▶ [What is required]: Reproduce all of the data word for word.

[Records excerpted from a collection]

** START **

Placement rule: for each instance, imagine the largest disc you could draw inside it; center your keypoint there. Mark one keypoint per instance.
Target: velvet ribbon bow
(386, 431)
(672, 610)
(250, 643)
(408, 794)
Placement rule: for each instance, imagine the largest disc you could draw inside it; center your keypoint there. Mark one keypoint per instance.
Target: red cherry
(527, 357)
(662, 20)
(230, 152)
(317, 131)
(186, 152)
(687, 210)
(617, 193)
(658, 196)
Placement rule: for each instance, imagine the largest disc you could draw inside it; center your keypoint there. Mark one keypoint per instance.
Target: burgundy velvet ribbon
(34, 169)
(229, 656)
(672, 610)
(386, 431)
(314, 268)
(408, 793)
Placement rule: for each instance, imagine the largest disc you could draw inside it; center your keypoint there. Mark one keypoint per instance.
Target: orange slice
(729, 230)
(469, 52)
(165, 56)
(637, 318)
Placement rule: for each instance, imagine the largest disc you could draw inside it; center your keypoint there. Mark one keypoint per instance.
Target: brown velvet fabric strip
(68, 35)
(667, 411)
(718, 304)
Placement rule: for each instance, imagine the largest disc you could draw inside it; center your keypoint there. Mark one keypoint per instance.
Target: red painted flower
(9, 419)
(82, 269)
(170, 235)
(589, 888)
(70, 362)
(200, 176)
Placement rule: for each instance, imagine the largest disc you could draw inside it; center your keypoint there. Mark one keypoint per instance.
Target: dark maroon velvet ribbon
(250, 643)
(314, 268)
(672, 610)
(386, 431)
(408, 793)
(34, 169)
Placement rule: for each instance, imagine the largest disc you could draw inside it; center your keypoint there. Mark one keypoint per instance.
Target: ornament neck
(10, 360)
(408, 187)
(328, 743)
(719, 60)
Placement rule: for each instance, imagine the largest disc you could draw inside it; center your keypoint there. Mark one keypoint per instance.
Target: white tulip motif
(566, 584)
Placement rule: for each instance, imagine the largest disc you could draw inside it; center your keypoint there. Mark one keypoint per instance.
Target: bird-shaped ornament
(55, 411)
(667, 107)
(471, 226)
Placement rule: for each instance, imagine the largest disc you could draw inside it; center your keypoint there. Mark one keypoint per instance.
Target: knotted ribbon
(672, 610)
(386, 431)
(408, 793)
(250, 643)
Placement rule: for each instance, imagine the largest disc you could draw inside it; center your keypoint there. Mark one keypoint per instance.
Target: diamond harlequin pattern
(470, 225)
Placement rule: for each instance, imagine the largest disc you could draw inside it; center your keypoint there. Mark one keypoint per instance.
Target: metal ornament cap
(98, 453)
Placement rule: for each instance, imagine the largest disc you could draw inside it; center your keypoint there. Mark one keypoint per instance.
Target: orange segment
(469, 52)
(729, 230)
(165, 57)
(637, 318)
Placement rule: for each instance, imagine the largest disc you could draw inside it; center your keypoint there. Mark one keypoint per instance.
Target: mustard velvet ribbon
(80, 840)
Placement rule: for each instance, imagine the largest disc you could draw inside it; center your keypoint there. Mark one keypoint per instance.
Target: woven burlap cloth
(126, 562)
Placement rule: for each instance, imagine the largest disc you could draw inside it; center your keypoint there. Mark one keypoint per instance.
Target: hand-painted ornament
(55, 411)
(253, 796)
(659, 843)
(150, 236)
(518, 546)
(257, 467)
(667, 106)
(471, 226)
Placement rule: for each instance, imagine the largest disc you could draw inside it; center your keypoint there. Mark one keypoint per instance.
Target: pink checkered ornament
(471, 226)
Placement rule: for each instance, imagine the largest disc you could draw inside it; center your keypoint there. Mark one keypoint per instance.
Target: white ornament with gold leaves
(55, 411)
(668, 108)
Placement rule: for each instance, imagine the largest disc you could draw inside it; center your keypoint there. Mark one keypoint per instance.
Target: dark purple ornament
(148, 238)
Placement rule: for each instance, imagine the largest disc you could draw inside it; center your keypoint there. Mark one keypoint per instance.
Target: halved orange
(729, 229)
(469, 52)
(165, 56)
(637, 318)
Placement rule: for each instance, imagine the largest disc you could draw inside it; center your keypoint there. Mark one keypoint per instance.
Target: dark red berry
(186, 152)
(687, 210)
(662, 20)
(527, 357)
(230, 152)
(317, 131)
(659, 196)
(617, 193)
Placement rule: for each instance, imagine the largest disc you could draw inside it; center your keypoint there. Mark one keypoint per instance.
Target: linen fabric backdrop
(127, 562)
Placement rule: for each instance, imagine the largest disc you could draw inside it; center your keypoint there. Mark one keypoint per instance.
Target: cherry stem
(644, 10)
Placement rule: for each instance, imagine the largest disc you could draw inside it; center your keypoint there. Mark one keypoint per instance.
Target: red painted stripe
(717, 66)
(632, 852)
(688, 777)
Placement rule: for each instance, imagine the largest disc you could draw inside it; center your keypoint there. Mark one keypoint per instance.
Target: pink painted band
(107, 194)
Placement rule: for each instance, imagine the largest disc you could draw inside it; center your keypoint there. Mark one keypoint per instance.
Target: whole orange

** END **

▶ [Output of the task]:
Placement rule: for each instance, imagine the largest disc you could draw inside it; center your keypoint there. Mark one keypoint per instance.
Target: velvet ribbon bow
(386, 431)
(672, 610)
(250, 643)
(408, 794)
Placement rule: for each instance, imagine the largest disc you could draw inside it; center your keypoint there. Mark one keypoint per instance.
Target: red cherry
(527, 357)
(662, 20)
(230, 152)
(317, 131)
(186, 152)
(687, 210)
(617, 193)
(658, 196)
Placement rule: for each instance, imagine the largest disc you could draw inside it; center your keypoint there. Mark one keypoint per instance.
Target: burgundy velvet ribbon
(34, 169)
(229, 656)
(672, 610)
(386, 431)
(314, 268)
(408, 793)
Placement rule: for each instance, imagine the largest disc you could draw inside it; center your keypoint there. Mark one keypoint per instance.
Target: orange slice
(729, 230)
(469, 52)
(165, 56)
(637, 318)
Placement rule: for each instance, imagine the largest disc you could draw inside it; center your keypoint there. Mark one keypoint per instance.
Target: brown velvet fabric strip
(68, 35)
(667, 411)
(718, 304)
Placement rule: for each instance, imagine the largest disc you could draw inside it; center your keypoint there. Mark one keypoint per instance.
Target: red painted flower
(9, 419)
(82, 269)
(170, 235)
(589, 888)
(70, 362)
(200, 176)
Placement rule: for each instance, imagine the largest disc you could draw inside it; center your keypoint there. Mark one keypoint per instance.
Target: dark maroon velvet ribbon
(250, 643)
(314, 268)
(672, 610)
(386, 431)
(408, 793)
(34, 169)
Placement rule: for each instance, imagine the largest disc you could draw inside it; center your keypoint there. Mark one keypoint per instance.
Target: ornament neck
(10, 360)
(408, 187)
(328, 743)
(719, 60)
Placement rule: for each instance, imagine the largest disc you could draw inside it; center your keypoint there. Mark one keypoint per instance.
Target: white tulip motif
(566, 584)
Placement rule: for each instance, imagine the largest disc you could draw inside it; center your keypoint there. Mark one keypoint per instance.
Target: bird-shaped ornament
(55, 411)
(667, 107)
(471, 226)
Placement rule: for each instance, imagine the largest disc you could draw inside it; center your keypoint there. Mark one keypoint per instance.
Target: knotted ribbon
(672, 610)
(386, 431)
(408, 793)
(250, 643)
Placement rule: for each instance, imagine the largest disc you could draw inside it; center your keypoint there. Mark one keypoint per instance.
Target: diamond harlequin pattern
(470, 225)
Placement rule: for each instance, imagine the largest disc you could draw inside it; center your keypoint there. Mark one keypoint per instance.
Target: metal ornament cap
(98, 453)
Placement rule: for each instance, imagine the largest disc you could draw inside it; center your keypoint there. Mark one keypoint per instance.
Target: orange segment
(469, 52)
(729, 230)
(165, 57)
(637, 318)
Placement rule: for each instance, imagine the largest disc you could draw inside it; center your keypoint there. Mark one keypoint per instance.
Target: mustard velvet ribbon
(80, 840)
Placement rule: for each instance, imagine the largest disc you could draw inside it; center your keypoint there. Mark one keypoint per instance.
Target: woven burlap cloth
(126, 562)
Placement rule: for each instance, imagine the largest disc you could draw inside it; center your keypoint there. Mark one keypoint per instance.
Target: hand-painted ornament
(55, 411)
(253, 796)
(659, 843)
(150, 236)
(518, 546)
(257, 467)
(667, 106)
(471, 226)
Placement rule: for each instance, imagine the largest disc you could draw inside it; center your keypoint there. Mark one keypoint per instance.
Target: pink checkered ornament
(471, 226)
Placement rule: for each instance, imagine the largest disc you could draw inside it; center your keypoint there. Mark one keypoint per instance.
Target: white ornament with gold leaves
(55, 411)
(668, 108)
Placement rule: for each instance, imagine the largest disc you could draw inside it; center your keypoint there. Mark one keypoint per instance.
Target: dark purple ornament
(148, 238)
Placement rule: for each instance, imagine the largest disc you could draw inside it; center your keypoint there. Mark one keypoint per instance.
Target: halved orange
(729, 229)
(469, 52)
(165, 56)
(637, 318)
Placement rule: for each instance, imagine the largest disc you could draw inside it; center your keypoint there. Mark one keypoint per instance.
Target: dark red berry
(186, 152)
(687, 210)
(662, 20)
(527, 357)
(230, 152)
(317, 131)
(659, 196)
(617, 193)
Placement rule: for each instance, imagine the largest disc you could draw inside it; center your keypoint there. Mark one keypoint per instance.
Target: linen fabric backdrop
(127, 562)
Placement rule: for each instance, imagine the largest disc you could draw inside it; center your keypoint there. Mark one keypoint per instance.
Target: cherry stem
(644, 10)
Placement rule: for each instance, imagine the largest disc you could draw inside it; center your keypoint there. Mark one keypoint per instance.
Target: red painted stripe
(717, 66)
(632, 852)
(688, 777)
Placement rule: for each instance, imagine the largest disc you could draw inside it; center your keypoint there. Mark one keypoint per instance.
Target: pink painted band
(107, 194)
Placement rule: for each instance, imagine the largest disc you could draw inside it; center your keypoint there. Mark one keypoint per instance.
Target: whole orange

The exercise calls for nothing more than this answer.